Acontece que nós conhecemos hoje que, afinal, esta engrenagem não é única, nem vinculativa. E, de facto, teria de ser assim, dado que os Estados, no âmbito da Comunidade Internacional, não têm um estatuto de facto idêntico. Aliás, isso mesmo se passa com a União Europeia. É, de resto, sempre foi assim, incluindo em certas escolhas da vida dos Estados.
Ora, esta nova candidatura da búlgara Kristalina Georgieva é inteiramente legal e legítima. De resto, nós não estamos numa maratona, mas num concurso limitado, regido por regras de todos conhecidas, não necessariamente democráticas, e onde a conjugação de interesses está fortemente presente e de um modo não explícito. E essas regras permitem que a nova búlgara possa candidatar-se. Portanto, a metáfora apresentada pelo Presidente Marcelo Rebelo de Sousa simplesmente não colhe.
......
• _Exercício breve_
Responda a estas perguntas sobre o excerto:
1. Que razão dá o excerto para a engrenagem não poder ser única?
2. Qual é a nacionalidade de Kristalina Georgieva, segundo o excerto?
3. Quem apresentou a metáfora que, segundo o excerto, "simplesmente não colhe"?
Não é preciso recorrer aos registos.

• _Dados fornecidos_
......
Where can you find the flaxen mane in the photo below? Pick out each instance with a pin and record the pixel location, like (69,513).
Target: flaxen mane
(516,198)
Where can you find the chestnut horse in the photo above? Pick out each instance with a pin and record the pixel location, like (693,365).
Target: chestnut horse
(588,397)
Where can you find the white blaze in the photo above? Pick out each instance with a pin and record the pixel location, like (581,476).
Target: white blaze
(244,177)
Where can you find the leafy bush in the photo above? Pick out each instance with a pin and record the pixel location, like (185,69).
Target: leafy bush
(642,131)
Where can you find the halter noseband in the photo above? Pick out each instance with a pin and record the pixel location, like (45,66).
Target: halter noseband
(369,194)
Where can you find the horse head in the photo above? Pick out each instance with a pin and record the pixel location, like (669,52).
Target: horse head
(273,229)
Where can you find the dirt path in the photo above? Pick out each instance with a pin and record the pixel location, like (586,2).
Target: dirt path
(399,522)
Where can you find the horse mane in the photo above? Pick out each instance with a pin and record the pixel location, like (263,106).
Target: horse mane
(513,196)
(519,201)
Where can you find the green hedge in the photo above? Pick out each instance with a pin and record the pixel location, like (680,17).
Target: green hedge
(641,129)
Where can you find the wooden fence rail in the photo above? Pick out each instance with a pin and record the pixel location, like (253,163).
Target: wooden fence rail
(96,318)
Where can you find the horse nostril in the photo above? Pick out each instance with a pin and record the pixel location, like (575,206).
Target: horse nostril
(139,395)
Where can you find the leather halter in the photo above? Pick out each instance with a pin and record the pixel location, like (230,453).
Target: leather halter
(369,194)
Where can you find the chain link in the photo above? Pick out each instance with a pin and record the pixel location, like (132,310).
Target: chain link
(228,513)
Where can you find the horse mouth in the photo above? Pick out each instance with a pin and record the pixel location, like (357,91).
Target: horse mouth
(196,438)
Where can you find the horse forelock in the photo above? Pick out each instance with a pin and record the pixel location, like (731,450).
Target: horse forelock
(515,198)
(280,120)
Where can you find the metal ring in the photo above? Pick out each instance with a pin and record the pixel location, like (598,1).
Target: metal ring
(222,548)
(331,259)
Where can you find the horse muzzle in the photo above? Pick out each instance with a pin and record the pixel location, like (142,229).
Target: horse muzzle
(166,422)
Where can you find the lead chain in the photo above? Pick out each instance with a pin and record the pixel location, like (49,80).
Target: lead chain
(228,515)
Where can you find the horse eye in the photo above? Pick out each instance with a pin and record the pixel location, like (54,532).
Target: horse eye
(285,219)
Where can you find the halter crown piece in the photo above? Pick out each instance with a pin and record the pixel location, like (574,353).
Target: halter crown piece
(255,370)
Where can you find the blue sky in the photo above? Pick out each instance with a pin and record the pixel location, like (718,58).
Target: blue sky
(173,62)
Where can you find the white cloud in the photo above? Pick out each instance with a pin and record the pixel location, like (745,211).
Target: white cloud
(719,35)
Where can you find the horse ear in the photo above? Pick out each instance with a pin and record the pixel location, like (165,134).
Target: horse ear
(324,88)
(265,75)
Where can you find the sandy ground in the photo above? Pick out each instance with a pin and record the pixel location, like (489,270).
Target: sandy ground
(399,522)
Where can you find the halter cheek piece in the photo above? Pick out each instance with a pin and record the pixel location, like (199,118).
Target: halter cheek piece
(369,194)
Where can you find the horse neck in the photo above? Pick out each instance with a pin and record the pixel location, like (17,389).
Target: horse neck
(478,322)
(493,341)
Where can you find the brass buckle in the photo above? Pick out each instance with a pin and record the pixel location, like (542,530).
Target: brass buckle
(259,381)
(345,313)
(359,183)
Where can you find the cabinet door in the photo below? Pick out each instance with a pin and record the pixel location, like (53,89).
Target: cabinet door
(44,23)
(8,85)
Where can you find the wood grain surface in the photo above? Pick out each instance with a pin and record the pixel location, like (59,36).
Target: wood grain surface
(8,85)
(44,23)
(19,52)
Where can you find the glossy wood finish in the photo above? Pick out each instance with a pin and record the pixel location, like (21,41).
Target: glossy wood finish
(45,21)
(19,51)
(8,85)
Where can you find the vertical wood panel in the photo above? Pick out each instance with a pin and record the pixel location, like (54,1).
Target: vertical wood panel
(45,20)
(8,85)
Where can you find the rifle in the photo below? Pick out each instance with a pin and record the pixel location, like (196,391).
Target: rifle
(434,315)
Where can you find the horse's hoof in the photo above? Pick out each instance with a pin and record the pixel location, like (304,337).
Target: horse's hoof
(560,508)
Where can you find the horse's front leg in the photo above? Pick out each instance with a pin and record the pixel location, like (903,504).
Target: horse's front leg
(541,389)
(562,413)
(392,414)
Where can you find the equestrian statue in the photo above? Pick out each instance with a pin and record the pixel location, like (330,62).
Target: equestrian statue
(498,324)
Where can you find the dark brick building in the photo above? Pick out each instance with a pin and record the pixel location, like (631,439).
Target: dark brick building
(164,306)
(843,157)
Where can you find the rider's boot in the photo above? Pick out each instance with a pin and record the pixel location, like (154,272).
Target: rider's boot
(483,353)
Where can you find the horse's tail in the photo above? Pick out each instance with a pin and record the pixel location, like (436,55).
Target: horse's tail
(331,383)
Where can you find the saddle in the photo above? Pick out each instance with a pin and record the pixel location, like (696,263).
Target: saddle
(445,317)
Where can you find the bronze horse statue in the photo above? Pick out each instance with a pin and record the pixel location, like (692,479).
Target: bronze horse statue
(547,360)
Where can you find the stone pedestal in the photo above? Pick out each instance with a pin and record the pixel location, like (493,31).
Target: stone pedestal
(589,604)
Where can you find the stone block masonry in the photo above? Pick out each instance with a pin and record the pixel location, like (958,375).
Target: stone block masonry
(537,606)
......
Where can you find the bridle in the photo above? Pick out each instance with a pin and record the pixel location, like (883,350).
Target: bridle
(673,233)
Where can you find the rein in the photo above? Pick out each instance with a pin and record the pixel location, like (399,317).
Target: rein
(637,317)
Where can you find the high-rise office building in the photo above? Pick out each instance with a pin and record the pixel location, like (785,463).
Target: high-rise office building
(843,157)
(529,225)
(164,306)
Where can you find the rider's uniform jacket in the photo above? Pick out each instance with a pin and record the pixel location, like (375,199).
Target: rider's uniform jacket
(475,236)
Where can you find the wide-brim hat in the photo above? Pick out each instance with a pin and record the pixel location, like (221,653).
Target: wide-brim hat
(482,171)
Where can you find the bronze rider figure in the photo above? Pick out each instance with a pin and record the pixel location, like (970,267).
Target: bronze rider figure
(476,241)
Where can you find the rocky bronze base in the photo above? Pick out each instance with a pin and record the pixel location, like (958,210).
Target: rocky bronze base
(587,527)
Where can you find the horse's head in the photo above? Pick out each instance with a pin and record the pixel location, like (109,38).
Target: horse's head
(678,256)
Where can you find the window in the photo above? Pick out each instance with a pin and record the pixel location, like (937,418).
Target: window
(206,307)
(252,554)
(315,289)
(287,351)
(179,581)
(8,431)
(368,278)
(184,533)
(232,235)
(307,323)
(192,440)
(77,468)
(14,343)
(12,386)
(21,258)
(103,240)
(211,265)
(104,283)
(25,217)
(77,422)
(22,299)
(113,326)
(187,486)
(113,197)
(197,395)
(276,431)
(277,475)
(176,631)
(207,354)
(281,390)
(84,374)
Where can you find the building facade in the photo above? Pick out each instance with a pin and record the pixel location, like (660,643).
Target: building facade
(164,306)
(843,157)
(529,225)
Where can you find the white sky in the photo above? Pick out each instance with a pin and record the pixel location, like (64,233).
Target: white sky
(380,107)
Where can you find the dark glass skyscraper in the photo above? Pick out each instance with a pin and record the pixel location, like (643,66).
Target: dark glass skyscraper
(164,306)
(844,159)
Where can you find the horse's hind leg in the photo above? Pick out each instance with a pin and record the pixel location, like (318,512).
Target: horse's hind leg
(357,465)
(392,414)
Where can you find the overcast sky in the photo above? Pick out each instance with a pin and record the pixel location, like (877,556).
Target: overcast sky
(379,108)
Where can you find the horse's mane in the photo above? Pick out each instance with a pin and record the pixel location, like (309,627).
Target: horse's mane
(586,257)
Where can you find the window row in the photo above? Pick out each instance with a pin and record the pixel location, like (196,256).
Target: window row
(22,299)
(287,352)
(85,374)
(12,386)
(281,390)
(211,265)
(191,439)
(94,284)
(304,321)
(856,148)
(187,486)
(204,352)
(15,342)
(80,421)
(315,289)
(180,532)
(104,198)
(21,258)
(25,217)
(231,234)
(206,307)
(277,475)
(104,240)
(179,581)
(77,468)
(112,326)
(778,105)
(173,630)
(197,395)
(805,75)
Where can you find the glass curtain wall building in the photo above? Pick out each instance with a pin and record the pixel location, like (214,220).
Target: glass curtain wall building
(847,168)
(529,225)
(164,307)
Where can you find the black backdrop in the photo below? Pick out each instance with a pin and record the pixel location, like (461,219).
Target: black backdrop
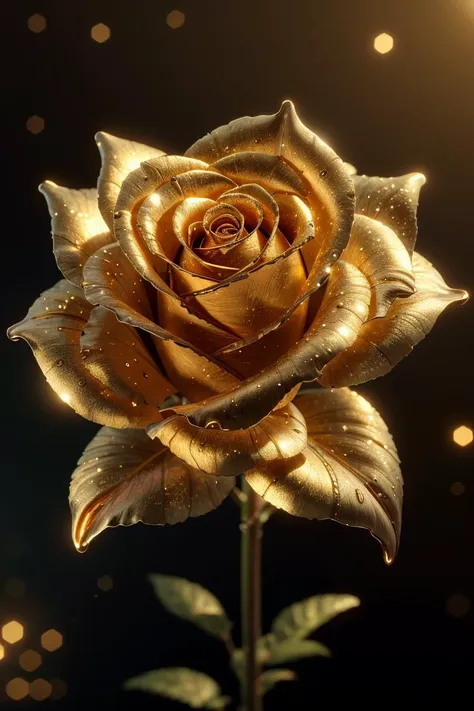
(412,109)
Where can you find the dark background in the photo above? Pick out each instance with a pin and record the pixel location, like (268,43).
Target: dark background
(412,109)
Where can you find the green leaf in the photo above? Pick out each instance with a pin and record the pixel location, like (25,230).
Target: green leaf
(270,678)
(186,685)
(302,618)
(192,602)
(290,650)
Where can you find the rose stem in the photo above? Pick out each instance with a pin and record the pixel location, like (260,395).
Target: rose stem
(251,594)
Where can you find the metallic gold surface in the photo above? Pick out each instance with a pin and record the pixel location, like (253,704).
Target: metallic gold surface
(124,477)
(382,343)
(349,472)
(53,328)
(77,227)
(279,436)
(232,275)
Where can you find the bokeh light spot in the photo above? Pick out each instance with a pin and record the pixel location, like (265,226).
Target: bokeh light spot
......
• _Resolução detalhada_
1. Os Estados, no âmbito da Comunidade Internacional, não têm um estatuto de facto idêntico.
2. É búlgara.
3. Foi o Presidente Marcelo Rebelo de Sousa.